Stored items:
************

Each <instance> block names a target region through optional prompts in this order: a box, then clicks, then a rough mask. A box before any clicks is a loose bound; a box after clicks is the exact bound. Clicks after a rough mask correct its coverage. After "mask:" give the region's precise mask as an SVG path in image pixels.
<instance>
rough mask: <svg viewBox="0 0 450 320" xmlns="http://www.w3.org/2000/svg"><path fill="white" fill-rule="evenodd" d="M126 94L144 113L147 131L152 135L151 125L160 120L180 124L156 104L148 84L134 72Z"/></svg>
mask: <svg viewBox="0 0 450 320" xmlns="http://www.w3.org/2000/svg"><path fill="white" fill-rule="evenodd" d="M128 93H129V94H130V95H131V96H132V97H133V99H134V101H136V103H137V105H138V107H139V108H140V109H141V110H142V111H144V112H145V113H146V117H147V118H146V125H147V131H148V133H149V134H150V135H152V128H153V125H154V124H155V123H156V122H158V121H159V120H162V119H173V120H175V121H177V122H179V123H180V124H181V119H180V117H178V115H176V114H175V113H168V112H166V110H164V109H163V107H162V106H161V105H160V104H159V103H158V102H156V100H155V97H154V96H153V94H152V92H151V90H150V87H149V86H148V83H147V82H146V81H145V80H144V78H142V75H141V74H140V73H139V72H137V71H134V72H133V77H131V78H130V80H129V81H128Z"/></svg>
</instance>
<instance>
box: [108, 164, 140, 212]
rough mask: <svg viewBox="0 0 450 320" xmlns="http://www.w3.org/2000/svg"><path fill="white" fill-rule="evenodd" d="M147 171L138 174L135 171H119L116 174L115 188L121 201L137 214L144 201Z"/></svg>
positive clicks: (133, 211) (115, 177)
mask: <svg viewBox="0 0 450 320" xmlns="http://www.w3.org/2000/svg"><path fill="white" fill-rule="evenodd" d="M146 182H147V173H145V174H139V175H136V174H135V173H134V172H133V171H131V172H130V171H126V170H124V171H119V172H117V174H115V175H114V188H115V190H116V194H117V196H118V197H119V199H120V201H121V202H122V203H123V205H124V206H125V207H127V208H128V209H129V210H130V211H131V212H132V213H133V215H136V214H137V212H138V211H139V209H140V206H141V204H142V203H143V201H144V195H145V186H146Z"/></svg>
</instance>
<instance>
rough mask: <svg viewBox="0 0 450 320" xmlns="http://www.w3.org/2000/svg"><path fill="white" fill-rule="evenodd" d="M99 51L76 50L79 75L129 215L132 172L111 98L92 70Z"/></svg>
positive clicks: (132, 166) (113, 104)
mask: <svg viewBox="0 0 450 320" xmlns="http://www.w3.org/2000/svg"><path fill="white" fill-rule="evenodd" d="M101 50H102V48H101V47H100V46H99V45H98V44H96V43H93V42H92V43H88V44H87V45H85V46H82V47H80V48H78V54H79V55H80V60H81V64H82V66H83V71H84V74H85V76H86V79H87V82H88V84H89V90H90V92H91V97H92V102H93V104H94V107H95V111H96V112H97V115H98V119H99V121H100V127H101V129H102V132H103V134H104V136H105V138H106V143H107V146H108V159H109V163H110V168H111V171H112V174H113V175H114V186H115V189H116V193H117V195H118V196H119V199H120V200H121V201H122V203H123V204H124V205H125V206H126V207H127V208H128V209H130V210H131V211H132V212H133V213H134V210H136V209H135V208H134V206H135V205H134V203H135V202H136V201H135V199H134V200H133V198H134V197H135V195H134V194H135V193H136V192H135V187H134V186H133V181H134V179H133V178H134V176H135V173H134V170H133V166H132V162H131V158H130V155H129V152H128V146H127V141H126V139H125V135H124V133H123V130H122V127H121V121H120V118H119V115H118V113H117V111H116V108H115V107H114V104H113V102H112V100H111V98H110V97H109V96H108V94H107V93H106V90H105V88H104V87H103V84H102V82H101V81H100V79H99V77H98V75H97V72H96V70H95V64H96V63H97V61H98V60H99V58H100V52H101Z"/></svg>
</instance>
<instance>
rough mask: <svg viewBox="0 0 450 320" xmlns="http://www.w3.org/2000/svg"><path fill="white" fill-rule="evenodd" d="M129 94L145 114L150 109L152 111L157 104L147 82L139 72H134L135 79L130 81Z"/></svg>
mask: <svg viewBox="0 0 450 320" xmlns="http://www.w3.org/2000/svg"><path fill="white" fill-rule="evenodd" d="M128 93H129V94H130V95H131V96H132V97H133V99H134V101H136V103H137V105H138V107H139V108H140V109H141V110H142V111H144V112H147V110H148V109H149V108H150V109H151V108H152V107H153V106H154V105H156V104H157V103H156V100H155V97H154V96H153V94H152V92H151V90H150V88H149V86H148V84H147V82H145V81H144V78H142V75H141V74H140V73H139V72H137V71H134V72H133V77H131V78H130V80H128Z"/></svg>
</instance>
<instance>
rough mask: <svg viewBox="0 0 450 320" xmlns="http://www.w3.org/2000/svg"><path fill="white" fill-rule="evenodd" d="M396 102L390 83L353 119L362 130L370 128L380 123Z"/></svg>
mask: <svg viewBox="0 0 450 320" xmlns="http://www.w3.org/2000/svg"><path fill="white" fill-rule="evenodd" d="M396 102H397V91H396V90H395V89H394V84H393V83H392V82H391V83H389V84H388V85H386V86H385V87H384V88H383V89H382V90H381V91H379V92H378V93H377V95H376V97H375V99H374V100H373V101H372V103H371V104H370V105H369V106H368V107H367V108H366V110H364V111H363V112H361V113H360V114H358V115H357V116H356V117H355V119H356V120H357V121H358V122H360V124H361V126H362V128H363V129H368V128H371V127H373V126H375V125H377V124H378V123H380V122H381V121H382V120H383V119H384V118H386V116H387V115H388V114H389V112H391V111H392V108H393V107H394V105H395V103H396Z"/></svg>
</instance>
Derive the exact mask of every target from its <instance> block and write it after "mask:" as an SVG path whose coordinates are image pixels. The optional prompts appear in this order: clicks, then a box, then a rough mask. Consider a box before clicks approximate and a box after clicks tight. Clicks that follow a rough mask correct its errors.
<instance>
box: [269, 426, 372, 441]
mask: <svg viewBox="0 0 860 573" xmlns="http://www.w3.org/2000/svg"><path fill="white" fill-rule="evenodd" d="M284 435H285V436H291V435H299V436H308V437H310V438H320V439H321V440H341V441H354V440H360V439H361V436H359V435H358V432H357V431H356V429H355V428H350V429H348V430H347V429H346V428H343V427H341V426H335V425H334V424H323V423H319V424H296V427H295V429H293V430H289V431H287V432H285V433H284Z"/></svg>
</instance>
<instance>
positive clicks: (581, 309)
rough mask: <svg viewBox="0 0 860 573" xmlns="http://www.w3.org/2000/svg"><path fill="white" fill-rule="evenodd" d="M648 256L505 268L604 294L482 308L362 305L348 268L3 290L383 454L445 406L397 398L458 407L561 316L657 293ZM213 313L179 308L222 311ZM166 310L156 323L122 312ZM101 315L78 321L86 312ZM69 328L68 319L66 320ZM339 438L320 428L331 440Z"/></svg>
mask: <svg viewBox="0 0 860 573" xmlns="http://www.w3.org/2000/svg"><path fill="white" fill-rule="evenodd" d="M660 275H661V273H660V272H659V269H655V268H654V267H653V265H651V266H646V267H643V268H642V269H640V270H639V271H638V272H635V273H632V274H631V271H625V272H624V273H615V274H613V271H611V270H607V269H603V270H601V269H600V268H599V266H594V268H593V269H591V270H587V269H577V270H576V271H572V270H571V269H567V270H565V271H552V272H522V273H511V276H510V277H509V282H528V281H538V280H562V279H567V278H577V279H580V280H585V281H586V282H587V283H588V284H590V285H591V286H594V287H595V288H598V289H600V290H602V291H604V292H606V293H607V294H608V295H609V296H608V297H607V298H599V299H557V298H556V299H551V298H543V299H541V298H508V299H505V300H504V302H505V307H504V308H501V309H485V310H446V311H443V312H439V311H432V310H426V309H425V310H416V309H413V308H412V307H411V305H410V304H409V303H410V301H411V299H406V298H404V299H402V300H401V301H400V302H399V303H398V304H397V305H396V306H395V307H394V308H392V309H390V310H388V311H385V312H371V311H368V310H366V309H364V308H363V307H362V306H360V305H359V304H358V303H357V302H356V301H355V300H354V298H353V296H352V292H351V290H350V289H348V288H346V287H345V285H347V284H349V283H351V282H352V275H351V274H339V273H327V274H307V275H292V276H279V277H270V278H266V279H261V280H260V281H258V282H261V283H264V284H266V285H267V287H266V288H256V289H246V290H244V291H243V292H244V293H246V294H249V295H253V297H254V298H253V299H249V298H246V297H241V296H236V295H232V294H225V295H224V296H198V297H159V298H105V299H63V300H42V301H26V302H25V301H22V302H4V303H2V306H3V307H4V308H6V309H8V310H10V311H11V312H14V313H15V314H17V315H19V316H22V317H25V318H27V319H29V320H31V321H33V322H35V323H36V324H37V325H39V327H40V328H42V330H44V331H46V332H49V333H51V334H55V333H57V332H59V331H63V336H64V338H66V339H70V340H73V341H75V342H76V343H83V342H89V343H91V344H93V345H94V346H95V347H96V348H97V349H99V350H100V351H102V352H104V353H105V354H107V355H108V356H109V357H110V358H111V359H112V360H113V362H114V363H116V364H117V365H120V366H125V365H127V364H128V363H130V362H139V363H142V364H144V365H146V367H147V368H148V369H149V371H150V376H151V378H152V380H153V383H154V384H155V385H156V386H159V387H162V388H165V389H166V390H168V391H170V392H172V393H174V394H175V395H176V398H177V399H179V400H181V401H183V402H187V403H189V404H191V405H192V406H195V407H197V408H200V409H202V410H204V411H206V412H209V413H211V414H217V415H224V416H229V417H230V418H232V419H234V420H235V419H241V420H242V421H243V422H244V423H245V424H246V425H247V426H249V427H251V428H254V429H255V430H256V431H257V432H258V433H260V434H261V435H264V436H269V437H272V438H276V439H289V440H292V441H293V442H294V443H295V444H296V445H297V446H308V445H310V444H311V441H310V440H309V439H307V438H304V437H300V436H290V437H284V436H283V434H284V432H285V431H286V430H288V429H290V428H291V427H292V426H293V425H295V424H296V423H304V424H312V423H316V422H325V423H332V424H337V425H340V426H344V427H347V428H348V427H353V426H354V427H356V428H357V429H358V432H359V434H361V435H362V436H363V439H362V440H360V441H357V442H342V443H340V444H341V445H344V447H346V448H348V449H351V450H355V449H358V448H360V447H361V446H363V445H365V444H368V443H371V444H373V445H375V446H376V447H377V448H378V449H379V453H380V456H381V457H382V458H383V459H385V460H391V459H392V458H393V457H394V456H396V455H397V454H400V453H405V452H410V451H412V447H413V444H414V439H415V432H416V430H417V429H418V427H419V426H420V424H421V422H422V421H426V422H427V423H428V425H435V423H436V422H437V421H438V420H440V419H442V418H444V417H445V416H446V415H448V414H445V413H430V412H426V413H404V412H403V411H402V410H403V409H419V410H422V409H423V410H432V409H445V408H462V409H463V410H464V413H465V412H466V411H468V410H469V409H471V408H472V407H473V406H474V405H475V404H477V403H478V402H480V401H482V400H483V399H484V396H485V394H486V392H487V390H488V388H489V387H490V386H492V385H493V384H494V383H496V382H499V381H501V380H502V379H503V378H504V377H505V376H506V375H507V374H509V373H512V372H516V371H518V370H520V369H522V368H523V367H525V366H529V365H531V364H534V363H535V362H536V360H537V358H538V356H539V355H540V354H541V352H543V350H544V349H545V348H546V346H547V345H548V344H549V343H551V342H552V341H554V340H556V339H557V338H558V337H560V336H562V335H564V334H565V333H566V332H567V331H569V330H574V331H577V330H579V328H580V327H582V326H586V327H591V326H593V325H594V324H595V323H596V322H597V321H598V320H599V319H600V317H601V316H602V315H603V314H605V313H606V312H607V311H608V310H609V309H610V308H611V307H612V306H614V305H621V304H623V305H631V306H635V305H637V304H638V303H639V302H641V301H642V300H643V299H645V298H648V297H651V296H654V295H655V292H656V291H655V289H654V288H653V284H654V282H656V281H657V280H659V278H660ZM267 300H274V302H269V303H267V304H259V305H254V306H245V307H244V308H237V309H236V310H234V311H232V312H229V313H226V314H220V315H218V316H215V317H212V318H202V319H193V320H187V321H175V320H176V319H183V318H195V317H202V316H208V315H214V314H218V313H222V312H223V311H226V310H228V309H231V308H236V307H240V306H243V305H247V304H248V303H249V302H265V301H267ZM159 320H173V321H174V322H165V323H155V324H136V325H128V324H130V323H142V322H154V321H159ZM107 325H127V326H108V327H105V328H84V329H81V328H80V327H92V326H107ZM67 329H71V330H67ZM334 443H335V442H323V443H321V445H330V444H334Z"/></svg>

************

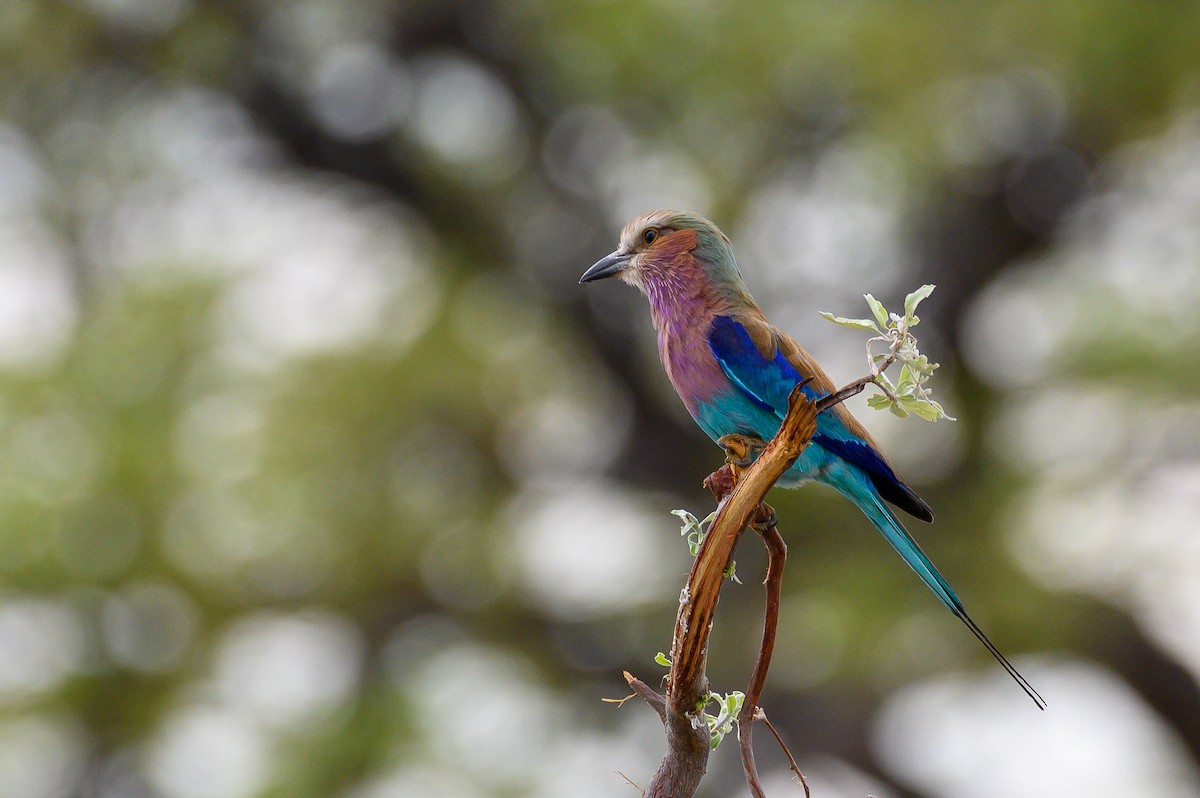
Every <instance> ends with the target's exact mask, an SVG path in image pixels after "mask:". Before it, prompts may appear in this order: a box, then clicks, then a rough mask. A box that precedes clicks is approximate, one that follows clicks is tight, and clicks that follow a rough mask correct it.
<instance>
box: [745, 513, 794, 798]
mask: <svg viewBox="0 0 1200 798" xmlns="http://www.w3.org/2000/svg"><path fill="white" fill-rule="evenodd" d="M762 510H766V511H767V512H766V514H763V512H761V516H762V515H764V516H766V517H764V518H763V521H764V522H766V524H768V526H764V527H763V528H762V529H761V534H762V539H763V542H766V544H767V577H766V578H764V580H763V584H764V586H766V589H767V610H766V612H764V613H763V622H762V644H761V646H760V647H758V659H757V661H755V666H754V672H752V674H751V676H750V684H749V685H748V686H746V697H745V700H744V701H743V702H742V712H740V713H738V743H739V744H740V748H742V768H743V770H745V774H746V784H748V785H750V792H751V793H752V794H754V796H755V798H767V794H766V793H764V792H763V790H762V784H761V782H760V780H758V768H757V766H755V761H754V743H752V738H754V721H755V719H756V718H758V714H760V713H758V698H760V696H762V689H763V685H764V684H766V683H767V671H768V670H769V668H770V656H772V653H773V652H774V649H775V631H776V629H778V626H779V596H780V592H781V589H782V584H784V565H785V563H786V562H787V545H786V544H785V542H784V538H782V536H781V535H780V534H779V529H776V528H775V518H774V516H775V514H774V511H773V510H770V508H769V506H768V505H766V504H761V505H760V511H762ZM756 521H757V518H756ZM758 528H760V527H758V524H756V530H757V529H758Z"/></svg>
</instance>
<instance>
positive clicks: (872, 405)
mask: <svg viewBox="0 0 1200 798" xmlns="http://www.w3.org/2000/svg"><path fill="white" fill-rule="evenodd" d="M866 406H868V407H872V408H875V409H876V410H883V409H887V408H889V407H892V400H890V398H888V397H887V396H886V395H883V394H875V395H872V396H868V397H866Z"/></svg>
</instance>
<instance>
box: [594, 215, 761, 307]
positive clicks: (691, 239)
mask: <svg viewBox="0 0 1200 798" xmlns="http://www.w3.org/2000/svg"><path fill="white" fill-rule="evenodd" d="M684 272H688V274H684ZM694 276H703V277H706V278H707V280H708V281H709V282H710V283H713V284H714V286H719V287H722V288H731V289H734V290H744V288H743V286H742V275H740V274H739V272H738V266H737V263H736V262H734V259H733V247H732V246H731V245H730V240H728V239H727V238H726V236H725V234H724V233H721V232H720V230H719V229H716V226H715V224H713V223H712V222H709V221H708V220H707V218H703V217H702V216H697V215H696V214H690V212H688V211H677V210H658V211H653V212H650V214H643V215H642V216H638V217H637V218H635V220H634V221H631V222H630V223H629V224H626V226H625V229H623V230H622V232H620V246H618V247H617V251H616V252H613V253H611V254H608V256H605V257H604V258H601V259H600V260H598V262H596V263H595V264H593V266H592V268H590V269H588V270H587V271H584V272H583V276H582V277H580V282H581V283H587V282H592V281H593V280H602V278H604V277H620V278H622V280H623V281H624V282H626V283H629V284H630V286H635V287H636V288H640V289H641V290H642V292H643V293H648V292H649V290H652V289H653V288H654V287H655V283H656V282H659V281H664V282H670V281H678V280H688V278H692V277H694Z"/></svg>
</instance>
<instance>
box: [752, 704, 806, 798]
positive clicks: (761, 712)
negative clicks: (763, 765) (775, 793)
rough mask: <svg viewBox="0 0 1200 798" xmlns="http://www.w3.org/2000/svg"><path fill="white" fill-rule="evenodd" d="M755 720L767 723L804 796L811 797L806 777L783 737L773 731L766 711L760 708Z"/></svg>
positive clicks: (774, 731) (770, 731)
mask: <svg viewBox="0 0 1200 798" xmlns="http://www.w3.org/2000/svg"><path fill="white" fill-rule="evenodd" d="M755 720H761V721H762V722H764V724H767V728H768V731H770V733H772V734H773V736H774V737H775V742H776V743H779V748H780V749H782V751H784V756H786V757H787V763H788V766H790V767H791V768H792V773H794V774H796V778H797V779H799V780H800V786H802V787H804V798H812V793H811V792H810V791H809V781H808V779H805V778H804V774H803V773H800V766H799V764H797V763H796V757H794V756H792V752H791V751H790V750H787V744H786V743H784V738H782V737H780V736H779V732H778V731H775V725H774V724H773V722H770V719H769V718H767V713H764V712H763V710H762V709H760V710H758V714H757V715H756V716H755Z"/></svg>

************

Look above for the line with "box: [594, 215, 761, 307]" and the line with "negative clicks: (763, 765) (775, 793)". Retype those two lines and every line between them exactly, adding nothing.

box: [594, 215, 761, 307]
positive clicks: (691, 239)
mask: <svg viewBox="0 0 1200 798" xmlns="http://www.w3.org/2000/svg"><path fill="white" fill-rule="evenodd" d="M684 272H688V274H684ZM694 276H703V277H706V278H707V280H708V281H709V282H710V283H713V284H714V286H719V287H722V288H731V289H734V290H744V288H743V286H742V275H740V274H739V272H738V266H737V263H736V262H734V259H733V247H732V246H731V245H730V240H728V239H727V238H726V236H725V234H724V233H721V232H720V230H719V229H716V226H715V224H713V223H712V222H709V221H708V220H707V218H703V217H702V216H697V215H696V214H690V212H688V211H677V210H658V211H653V212H650V214H643V215H642V216H638V217H637V218H635V220H634V221H631V222H630V223H629V224H626V226H625V229H623V230H622V232H620V246H618V247H617V251H616V252H613V253H611V254H608V256H605V257H604V258H601V259H600V260H598V262H596V263H595V264H593V266H592V268H590V269H588V270H587V271H584V272H583V276H582V277H580V282H581V283H587V282H592V281H593V280H602V278H604V277H620V278H622V280H623V281H624V282H626V283H629V284H630V286H635V287H636V288H640V289H641V290H642V292H643V293H648V292H649V290H652V289H653V288H654V287H655V283H656V282H659V281H664V282H670V281H678V280H688V278H692V277H694Z"/></svg>
</instance>
<instance>
box: [752, 704, 806, 798]
positive clicks: (761, 712)
negative clicks: (763, 765) (775, 793)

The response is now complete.